▶ What to do
In the records below, find the line containing "the mountain slope", then extract that line and all subsequent lines exactly, leaving out everything else.

========================

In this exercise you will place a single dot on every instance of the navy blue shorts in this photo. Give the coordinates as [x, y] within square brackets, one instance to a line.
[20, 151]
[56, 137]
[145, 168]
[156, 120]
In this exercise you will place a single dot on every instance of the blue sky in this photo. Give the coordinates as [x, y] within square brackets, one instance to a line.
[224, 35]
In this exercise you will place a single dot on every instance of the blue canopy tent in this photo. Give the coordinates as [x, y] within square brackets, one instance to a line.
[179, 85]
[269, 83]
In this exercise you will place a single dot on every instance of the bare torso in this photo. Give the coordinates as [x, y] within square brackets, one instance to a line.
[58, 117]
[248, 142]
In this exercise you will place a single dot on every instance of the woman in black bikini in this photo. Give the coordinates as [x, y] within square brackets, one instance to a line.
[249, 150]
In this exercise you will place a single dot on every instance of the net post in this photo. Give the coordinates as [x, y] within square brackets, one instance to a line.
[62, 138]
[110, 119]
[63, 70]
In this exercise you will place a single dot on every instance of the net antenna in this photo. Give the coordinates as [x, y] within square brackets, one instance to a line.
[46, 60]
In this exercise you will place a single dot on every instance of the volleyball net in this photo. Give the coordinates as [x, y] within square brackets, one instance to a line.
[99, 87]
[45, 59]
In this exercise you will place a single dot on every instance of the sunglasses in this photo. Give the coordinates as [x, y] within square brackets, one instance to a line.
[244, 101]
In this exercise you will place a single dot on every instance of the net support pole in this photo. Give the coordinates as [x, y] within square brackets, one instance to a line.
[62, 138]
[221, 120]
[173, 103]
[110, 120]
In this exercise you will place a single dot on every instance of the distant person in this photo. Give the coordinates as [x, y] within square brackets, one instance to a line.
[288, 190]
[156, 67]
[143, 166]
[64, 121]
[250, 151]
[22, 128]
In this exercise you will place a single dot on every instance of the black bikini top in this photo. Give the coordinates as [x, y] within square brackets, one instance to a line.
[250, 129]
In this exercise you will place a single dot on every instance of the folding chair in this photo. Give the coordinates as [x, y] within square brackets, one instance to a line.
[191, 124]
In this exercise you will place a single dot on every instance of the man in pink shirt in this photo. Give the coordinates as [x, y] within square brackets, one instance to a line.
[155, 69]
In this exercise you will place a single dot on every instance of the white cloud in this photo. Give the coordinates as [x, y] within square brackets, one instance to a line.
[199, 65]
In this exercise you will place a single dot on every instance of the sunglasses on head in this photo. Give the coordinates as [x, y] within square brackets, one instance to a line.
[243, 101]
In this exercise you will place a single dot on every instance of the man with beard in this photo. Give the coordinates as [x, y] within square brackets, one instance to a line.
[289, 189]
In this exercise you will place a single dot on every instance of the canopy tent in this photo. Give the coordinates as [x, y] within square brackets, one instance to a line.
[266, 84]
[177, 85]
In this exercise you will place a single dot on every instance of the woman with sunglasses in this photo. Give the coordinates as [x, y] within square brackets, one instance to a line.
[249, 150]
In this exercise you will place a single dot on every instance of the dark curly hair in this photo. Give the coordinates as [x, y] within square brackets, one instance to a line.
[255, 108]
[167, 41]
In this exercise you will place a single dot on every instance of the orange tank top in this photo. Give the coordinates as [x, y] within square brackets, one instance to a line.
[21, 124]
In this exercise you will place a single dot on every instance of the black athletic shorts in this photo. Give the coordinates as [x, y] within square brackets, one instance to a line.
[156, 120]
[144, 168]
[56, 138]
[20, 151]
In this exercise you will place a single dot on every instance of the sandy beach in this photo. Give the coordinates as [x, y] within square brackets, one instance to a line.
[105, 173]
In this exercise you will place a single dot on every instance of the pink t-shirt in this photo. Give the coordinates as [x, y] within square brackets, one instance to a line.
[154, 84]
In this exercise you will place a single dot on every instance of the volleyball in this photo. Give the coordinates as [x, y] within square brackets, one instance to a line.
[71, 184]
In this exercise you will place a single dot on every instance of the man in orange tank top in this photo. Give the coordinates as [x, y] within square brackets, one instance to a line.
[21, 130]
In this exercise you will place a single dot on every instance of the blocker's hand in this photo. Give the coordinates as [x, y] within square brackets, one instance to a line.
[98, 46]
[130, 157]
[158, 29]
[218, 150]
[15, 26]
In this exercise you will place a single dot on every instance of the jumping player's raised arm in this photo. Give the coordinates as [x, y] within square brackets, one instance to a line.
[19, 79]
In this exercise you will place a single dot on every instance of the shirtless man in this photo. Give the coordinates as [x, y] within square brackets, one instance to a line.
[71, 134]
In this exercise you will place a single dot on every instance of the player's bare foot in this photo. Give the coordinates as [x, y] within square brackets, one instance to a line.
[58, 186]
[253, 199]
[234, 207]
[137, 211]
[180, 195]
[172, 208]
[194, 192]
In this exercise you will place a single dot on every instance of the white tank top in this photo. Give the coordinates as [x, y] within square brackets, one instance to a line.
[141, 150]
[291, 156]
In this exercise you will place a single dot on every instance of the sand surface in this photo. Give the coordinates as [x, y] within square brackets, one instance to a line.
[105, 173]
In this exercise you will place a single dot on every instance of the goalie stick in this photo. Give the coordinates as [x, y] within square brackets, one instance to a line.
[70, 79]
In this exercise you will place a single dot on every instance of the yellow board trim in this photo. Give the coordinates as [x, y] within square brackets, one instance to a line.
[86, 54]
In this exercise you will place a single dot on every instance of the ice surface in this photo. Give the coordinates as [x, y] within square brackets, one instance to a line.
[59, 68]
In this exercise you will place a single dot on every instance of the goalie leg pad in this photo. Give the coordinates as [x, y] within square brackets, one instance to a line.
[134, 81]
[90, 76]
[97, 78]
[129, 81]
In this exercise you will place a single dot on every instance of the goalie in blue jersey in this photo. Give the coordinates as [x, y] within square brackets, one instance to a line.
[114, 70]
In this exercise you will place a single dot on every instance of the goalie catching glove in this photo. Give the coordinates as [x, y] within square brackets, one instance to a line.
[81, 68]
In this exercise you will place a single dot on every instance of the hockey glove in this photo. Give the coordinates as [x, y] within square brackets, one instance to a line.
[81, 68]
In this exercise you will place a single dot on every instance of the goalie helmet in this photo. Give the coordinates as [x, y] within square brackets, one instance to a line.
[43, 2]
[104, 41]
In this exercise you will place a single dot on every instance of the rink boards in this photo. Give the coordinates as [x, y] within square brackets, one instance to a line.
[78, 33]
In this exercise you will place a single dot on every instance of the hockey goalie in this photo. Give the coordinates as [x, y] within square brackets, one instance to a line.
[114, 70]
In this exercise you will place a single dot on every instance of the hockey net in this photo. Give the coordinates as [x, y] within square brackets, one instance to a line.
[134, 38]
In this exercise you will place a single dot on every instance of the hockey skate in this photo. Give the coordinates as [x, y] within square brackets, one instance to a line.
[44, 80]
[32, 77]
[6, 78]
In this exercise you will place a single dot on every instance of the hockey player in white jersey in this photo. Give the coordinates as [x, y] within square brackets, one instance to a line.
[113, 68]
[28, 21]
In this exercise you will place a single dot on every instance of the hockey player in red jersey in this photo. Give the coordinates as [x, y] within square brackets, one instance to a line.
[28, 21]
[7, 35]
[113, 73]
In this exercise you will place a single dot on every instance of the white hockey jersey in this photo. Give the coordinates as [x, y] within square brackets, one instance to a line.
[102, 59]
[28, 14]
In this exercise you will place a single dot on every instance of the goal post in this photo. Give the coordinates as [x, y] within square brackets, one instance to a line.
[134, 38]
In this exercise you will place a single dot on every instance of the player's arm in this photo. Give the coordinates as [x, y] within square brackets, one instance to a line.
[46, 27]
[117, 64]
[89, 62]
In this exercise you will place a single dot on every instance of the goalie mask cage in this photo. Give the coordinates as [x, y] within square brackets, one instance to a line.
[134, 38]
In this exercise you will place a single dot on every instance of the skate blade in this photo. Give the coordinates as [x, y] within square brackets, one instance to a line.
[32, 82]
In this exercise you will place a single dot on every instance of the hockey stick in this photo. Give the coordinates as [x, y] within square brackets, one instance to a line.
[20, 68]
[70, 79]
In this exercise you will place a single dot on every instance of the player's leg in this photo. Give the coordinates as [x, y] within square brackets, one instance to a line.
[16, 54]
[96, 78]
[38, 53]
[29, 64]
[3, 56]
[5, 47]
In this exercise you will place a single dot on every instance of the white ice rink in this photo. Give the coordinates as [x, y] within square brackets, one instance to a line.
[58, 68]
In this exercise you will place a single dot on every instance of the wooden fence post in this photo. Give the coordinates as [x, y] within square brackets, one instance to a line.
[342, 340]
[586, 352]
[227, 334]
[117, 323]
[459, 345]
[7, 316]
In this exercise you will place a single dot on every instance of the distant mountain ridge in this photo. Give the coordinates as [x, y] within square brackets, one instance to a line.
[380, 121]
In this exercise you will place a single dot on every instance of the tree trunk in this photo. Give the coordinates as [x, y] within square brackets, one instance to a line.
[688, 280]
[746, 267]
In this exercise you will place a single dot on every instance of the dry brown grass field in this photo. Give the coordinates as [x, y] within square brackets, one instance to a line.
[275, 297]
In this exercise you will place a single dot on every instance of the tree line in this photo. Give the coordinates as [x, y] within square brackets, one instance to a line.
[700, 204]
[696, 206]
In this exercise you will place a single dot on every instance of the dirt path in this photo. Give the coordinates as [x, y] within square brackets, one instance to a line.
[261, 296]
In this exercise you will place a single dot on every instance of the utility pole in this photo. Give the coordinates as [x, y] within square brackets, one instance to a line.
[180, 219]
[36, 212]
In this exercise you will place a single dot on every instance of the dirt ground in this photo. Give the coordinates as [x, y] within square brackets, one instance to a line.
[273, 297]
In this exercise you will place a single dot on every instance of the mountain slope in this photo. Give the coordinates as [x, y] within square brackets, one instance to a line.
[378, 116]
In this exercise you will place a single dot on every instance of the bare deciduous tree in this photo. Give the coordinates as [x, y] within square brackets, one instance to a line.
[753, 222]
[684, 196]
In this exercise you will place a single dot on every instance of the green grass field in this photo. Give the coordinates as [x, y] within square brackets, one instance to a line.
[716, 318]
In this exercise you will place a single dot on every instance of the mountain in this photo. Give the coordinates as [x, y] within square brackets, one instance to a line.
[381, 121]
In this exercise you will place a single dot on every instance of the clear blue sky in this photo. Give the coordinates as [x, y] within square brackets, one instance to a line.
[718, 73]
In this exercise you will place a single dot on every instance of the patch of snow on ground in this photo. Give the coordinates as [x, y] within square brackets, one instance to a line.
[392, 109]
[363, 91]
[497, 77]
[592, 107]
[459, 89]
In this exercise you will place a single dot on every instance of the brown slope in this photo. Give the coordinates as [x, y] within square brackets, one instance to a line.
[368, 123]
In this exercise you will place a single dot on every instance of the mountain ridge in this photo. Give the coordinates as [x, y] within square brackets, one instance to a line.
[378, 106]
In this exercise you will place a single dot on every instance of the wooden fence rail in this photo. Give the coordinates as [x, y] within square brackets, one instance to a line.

========================

▶ Written solution
In this exercise you will place a single dot on every instance of the mountain slope in this photo. Give the coordinates as [x, y] within square brackets, one instance to a line.
[378, 116]
In this exercise you will place a single dot on every instance of the bare deciduous tree in this photo. Give the coordinates as [x, y] within square brackets, one instance to a line.
[753, 222]
[684, 196]
In this exercise you will place a single dot on every instance of the green grass field in this photo. Give the coordinates as [x, y] within square brackets, one instance to a line.
[716, 318]
In this exercise you will place a single dot on every instance of the mountain in this photo. Give the coordinates as [x, y] within square brackets, one instance to a line.
[381, 121]
In this exercise you will place a single dot on every instance of the clear blue sky in this photo. Give the coordinates as [x, y] within square brackets, one instance to a line.
[718, 73]
In this exercise you will place a single dot on every instance of the patch of snow on ground in this photo. Give the coordinates as [x, y] within square brackets, one instance to a line.
[392, 109]
[363, 91]
[497, 77]
[592, 107]
[459, 89]
In this exercise you will place a single dot on every instance of the brown slope in this photo. Give the coordinates as [x, y] within square brackets, one instance to a line.
[368, 123]
In this exercise you will place a single dot on every instance of the mountain ridge in this photo. Give the coordinates as [x, y] within square brackets, one instance to a line.
[378, 106]
In this exercise you will place a single dot on every instance of the wooden fence rail in this photo. Give the coordinates as [x, y] within square brackets, one instance to a line.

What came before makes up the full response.